Extrait du document:
Des tirs, notamment d’artillerie, sont échangés presque chaque jour entre les soldats de l’armée et les guérilleros renégats du MILF, à proximité des dizaines de milliers de personnes déplacées qui vivent entassées dans des camps.
Kadidu Andig, mère de sept enfants, a rapporté que sa petite fille, née dernièrement, était morte d’un coup de chaleur au camp d’évacuation. Elle a confié à IRIN qu’elle n’avait pas assez de médicaments, ni d’argent pour acheter du lait maternisé.
Des doutes sur la sécurité
Selon le gouvernement, un calme relatif est revenu dans certaines régions, qui encourage les évacués à décamper.
Un grand nombre de déplacés craignent toutefois les attaques gratuites des guérilleros du MILF ; malgré les conditions difficiles dans lesquelles ils vivent dans les camps d’évacuation, ceux-ci leur procurent un sentiment de sécurité, disent-ils, car les soldats du gouvernement viennent régulièrement vérifier leur situation.
Les affrontements entre l’armée et le MILF, qui compte 12 000 hommes, ont éclaté en août dernier. Si le gouvernement s’est dit ouvert à une reprise des pourparlers avec le MILF et à la conclusion d’un cessez-le-feu, les soldats déployés sur le terrain ont déclaré à IRIN qu’ils avaient reçu l’ordre de ne pas mettre fin aux offensives avant d’avoir capturé deux des principaux chefs rebelles tenus pour responsables de la plupart des attaques.
Selon le Conseil national de gestion des catastrophes (NDCC), sur plus d’un demi-million de personnes déplacées au plus fort des affrontements, en août-septembre 2008, plus de 112 000 se trouvent encore dans des camps d’évacuation ; 200 000 autres sont logées chez des parents ou des amis.
Le Fonds des Nations Unies pour l'enfance (UNICEF) a annoncé qu’il « menait une évaluation nutritionnelle détaillée dans les camps et les zones où vivent les déplacés », pour aider les plus vulnérables, en particulier les enfants.

Données fournies:
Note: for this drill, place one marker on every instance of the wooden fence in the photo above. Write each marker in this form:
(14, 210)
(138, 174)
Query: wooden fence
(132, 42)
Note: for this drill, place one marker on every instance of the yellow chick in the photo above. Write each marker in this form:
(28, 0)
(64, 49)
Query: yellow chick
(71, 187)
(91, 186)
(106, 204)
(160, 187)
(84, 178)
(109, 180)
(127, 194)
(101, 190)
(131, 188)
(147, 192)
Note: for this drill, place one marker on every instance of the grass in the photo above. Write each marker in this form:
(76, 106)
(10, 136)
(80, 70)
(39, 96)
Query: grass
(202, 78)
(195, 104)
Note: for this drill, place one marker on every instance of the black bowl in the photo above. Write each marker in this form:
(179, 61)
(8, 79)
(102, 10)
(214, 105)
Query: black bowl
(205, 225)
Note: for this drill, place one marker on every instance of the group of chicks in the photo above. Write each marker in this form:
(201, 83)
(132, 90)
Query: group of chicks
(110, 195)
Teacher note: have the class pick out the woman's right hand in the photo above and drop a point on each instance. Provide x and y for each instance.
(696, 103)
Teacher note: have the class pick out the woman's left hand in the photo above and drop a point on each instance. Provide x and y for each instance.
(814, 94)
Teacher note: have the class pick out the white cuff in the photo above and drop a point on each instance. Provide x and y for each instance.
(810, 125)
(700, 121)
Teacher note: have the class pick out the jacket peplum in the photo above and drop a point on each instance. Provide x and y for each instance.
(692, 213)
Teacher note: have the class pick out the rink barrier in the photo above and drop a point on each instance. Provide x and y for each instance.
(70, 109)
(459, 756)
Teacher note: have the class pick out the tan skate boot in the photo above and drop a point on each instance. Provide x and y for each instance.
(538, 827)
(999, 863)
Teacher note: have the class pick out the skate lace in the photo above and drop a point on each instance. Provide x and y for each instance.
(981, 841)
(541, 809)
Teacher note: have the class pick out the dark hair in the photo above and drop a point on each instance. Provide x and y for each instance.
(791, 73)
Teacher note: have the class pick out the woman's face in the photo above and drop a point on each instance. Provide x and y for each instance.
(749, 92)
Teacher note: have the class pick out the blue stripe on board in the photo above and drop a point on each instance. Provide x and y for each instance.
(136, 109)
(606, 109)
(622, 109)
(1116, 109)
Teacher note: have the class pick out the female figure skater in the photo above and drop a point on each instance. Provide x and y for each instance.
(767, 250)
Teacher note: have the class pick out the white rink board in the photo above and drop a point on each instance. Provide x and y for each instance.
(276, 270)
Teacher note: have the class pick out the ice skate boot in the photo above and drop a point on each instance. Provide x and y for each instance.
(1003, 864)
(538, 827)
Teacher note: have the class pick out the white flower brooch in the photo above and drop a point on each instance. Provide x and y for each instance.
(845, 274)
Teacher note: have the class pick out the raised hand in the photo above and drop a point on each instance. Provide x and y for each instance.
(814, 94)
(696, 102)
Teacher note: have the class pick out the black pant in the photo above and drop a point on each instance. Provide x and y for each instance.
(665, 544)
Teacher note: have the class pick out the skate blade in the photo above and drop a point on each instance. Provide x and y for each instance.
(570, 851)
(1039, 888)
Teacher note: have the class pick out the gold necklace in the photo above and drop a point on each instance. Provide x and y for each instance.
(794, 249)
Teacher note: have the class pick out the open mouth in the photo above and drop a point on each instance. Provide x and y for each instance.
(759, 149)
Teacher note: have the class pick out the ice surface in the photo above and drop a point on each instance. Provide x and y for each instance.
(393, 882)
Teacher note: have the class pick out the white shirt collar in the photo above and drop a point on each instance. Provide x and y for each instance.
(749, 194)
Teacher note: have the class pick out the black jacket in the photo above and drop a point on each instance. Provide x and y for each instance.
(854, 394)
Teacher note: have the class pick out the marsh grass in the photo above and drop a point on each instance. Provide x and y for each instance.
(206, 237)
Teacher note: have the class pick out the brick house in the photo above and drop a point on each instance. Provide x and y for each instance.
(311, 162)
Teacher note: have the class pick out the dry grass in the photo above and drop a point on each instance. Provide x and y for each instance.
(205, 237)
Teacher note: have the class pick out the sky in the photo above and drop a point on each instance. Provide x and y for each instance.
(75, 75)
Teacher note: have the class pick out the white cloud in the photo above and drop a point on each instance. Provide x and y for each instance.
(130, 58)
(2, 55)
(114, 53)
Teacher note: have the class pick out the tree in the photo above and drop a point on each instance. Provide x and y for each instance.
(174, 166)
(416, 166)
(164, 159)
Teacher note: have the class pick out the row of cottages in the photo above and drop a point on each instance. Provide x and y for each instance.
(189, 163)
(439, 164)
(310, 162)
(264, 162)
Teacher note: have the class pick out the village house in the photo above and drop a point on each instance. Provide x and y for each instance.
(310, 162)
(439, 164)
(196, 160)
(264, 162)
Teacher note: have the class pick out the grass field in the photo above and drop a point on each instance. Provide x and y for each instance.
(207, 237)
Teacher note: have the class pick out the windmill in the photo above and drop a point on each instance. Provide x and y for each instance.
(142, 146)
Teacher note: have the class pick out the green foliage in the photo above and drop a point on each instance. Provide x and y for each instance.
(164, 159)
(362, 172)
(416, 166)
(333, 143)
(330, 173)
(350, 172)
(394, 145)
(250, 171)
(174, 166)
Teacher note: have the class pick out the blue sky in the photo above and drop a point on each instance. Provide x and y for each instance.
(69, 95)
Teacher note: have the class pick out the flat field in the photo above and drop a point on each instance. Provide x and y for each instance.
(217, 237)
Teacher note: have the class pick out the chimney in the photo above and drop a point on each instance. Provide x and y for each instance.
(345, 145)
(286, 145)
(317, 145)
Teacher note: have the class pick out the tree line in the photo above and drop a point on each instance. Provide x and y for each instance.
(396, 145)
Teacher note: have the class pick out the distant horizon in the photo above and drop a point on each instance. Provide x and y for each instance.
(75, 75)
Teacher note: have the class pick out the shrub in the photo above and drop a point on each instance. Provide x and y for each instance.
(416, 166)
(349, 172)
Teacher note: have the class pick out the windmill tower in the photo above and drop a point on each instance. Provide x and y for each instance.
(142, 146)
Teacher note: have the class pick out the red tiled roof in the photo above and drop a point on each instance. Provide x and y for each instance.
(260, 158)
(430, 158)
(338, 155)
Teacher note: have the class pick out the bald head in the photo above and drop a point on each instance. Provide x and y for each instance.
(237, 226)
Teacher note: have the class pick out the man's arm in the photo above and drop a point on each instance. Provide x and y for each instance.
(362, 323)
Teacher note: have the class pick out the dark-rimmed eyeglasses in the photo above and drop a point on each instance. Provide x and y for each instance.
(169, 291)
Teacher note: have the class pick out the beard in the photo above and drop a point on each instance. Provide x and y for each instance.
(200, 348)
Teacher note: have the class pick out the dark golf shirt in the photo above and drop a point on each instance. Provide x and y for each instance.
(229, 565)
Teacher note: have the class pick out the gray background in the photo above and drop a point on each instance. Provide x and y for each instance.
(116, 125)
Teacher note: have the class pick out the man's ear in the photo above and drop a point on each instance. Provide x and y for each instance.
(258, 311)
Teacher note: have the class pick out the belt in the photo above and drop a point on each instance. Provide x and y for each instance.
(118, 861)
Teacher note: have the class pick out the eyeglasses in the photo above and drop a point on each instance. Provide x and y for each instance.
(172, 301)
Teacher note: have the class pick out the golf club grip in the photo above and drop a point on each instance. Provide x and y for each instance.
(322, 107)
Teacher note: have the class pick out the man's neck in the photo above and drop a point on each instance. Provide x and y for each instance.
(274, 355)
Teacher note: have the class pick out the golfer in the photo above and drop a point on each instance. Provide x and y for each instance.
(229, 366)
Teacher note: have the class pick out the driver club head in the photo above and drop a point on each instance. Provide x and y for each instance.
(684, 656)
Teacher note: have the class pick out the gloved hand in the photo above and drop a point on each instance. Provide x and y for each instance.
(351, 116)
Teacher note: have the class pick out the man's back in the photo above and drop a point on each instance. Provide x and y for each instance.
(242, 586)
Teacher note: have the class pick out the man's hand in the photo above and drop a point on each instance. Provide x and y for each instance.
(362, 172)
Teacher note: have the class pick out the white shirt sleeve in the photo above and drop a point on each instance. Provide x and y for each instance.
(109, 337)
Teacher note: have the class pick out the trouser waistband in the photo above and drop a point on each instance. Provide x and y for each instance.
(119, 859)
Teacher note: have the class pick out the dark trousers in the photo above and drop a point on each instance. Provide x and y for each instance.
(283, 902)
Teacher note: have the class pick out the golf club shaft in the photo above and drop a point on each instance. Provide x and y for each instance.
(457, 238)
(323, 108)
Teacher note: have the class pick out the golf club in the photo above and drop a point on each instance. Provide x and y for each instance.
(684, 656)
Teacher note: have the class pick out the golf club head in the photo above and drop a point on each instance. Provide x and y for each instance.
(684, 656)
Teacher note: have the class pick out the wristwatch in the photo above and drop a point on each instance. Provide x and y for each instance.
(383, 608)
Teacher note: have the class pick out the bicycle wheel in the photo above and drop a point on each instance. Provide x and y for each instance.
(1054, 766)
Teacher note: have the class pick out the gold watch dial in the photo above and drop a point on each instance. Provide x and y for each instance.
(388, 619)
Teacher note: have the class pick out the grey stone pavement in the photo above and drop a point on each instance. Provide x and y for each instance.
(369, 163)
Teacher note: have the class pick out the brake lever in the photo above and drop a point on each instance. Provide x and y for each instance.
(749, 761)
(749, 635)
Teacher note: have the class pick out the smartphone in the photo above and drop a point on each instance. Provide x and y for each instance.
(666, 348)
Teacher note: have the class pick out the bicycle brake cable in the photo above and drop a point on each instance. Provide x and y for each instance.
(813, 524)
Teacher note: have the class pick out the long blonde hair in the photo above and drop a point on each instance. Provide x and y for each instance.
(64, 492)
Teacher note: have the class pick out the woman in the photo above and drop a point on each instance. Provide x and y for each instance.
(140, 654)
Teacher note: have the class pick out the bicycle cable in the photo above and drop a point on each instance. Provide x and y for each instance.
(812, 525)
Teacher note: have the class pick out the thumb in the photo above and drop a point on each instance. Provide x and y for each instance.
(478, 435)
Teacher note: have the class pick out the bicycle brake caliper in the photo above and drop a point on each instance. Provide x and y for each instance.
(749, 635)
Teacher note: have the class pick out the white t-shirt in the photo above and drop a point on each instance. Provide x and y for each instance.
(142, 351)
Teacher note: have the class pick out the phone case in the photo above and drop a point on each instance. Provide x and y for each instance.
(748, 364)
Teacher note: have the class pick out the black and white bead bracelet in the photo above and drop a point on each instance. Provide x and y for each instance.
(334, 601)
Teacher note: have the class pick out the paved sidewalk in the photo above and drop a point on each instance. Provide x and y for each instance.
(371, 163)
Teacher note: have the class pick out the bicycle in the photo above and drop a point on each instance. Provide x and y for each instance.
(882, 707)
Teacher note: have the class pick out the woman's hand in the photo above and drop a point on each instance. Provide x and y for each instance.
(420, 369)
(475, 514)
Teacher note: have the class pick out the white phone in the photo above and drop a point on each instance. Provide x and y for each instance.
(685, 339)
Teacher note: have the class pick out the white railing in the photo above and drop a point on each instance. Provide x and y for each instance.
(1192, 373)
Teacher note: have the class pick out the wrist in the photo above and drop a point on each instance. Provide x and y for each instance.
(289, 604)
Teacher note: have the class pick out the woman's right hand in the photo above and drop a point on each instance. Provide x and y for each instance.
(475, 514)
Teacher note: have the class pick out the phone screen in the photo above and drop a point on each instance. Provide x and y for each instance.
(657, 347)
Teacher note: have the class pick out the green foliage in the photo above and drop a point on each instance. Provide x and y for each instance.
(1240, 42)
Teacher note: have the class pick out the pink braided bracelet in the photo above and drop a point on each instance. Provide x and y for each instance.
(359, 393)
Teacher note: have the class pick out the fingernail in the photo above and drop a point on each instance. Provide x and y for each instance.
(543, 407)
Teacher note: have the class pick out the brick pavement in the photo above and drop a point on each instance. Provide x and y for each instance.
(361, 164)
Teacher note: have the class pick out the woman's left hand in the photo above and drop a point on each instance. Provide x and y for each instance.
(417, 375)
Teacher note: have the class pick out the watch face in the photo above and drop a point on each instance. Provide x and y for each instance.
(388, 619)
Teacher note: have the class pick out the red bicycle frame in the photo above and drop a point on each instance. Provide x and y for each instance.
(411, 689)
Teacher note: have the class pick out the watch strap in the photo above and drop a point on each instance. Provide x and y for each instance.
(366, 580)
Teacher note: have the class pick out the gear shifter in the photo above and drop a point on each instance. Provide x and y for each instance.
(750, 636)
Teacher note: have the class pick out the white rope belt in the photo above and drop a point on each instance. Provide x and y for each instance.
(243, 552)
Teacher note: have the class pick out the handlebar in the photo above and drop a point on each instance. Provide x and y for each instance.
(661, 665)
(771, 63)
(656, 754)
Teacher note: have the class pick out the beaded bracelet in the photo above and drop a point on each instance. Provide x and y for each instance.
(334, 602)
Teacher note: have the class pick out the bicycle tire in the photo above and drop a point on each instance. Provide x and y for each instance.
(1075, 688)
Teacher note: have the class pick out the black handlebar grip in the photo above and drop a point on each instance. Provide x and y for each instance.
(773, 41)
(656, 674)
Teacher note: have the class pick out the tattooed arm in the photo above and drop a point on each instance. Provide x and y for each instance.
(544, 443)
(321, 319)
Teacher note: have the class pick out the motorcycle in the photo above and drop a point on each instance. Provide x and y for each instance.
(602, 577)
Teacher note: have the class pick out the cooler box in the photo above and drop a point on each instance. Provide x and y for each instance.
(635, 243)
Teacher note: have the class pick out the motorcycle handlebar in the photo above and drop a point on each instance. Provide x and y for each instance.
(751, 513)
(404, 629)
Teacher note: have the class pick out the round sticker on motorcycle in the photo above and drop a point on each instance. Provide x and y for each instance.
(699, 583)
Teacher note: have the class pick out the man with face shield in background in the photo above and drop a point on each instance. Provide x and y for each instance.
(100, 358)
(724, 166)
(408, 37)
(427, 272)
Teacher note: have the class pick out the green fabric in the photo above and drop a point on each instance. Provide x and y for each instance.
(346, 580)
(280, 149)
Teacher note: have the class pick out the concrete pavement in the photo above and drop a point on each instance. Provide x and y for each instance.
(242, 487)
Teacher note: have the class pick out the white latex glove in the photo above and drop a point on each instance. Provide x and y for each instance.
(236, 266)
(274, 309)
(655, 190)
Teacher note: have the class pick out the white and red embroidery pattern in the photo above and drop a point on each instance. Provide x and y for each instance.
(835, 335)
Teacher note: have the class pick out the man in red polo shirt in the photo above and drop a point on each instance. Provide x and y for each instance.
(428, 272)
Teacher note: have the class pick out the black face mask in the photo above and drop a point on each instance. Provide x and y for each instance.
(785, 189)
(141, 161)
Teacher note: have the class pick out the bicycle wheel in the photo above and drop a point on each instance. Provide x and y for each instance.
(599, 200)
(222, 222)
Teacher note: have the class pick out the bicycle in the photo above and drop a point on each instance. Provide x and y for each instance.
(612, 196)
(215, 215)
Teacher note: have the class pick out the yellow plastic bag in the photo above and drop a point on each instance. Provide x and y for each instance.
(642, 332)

Consigne:
Recopiez le passage de l'extrait sur les déplacés du conflit entre l'armée et le MILF, en commençant par « Des doutes sur » et en allant jusqu'à « vérifier leur situation. ».

Résultat:
Des doutes sur la sécurité
Selon le gouvernement, un calme relatif est revenu dans certaines régions, qui encourage les évacués à décamper.
Un grand nombre de déplacés craignent toutefois les attaques gratuites des guérilleros du MILF ; malgré les conditions difficiles dans lesquelles ils vivent dans les camps d’évacuation, ceux-ci leur procurent un sentiment de sécurité, disent-ils, car les soldats du gouvernement viennent régulièrement vérifier leur situation.